Task directions:
Copy out, character for character, the passage of the Hive table partitioning text below that opens with the words "I have existing" and closes with "BY (date_string string)".

Page text:
· · · ·
I have existing table structure in HIVE which has various fields e.g.(a string, b string, tstamp string, c string) including one tstamp field.
I need to create a new partitioned table(table_partitioned) from the existing table(original_table) but now this new table structure should be partitioned based on the date part of 'tstamp' field.
In order to solve this I created a new table schema similar to the existing table structure, and also added a partition column namely 'date_string' Using the following query :-
CREATE TABLE table_partitioned (a string, b string, tstamp string, c string) PARITITIONED BY (date_string string)
· · · ·
Supplied records:
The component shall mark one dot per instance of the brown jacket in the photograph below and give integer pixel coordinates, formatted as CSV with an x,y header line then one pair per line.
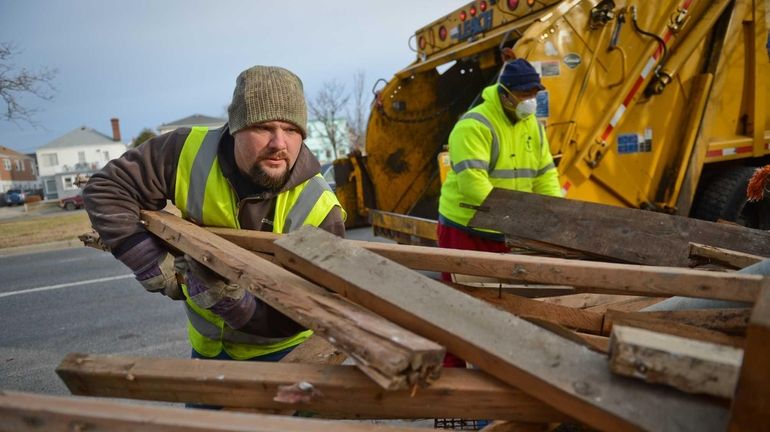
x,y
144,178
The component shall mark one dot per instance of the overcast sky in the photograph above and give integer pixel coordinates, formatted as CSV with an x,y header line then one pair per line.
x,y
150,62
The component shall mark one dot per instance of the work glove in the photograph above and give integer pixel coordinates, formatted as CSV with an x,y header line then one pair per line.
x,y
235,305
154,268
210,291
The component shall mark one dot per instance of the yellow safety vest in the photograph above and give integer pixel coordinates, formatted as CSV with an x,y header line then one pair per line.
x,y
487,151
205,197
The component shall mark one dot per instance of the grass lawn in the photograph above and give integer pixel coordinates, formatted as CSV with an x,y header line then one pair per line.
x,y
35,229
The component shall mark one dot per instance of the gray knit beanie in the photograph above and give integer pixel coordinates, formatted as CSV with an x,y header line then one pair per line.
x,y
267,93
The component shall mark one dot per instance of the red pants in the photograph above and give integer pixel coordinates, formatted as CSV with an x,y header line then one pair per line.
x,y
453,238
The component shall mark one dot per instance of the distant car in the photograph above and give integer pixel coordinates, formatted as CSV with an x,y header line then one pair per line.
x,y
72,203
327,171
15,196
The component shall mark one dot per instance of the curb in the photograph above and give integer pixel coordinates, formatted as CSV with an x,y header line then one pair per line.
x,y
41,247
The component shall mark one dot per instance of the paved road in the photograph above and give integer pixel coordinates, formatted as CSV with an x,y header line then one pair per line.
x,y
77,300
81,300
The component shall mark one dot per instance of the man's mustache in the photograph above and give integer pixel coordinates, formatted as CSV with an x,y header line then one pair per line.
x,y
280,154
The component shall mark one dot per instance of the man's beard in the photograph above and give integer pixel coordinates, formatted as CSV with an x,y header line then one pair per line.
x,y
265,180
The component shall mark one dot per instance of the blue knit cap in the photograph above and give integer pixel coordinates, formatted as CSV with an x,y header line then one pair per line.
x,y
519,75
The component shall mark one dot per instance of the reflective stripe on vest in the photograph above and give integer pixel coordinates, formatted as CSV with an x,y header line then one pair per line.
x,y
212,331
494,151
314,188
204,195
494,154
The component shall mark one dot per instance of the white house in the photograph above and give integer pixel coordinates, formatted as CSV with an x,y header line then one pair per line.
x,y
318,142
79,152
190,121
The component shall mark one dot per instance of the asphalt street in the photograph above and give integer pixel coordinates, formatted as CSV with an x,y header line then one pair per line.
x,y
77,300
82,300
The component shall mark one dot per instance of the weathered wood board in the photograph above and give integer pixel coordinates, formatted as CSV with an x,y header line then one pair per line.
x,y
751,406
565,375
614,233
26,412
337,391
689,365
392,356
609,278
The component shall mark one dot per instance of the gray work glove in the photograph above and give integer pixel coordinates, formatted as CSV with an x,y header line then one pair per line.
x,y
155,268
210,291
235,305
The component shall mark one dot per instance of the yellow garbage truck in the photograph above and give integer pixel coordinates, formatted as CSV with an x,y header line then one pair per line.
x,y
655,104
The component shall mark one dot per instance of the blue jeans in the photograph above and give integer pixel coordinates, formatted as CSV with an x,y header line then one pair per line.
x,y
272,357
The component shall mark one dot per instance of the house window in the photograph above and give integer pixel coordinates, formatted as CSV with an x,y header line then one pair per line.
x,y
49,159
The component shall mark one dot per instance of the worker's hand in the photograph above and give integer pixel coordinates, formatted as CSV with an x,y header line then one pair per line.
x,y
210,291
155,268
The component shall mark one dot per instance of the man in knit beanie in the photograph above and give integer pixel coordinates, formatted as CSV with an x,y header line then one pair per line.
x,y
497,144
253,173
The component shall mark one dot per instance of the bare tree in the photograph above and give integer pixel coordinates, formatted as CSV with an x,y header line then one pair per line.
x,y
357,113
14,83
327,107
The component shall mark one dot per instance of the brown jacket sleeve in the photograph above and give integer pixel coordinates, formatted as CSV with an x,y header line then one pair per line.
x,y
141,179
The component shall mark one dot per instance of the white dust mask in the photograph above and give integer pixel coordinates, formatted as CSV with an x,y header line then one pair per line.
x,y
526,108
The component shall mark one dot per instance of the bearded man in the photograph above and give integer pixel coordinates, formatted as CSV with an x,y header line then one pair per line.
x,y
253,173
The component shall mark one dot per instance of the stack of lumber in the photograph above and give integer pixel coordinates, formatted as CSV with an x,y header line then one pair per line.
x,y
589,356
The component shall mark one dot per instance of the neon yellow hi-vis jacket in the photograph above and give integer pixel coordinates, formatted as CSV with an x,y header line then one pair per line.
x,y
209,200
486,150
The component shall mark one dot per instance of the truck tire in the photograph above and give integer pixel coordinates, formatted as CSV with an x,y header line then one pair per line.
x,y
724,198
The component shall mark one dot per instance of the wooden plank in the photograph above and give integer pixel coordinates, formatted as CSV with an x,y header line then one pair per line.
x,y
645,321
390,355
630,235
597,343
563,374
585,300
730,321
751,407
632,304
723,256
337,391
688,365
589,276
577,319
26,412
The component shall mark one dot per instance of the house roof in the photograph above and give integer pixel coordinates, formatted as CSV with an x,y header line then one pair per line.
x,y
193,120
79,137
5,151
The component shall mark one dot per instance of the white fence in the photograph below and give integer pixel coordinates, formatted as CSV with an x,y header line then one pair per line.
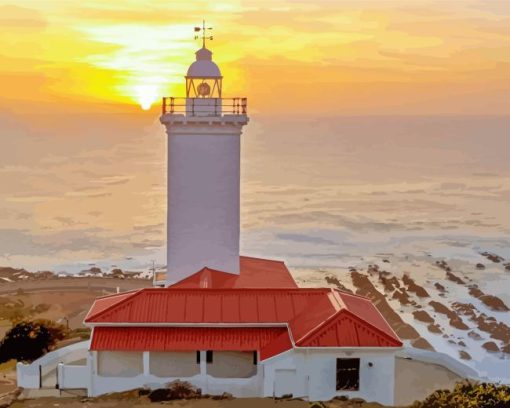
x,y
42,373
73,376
· · · ·
Reply:
I have existing table structure in HIVE which has various fields e.g.(a string, b string, tstamp string, c string) including one tstamp field.
I need to create a new partitioned table(table_partitioned) from the existing table(original_table) but now this new table structure should be partitioned based on the date part of 'tstamp' field.
In order to solve this I created a new table schema similar to the existing table structure, and also added a partition column namely 'date_string' Using the following query :-
CREATE TABLE table_partitioned (a string, b string, tstamp string, c string) PARITITIONED BY (date_string string)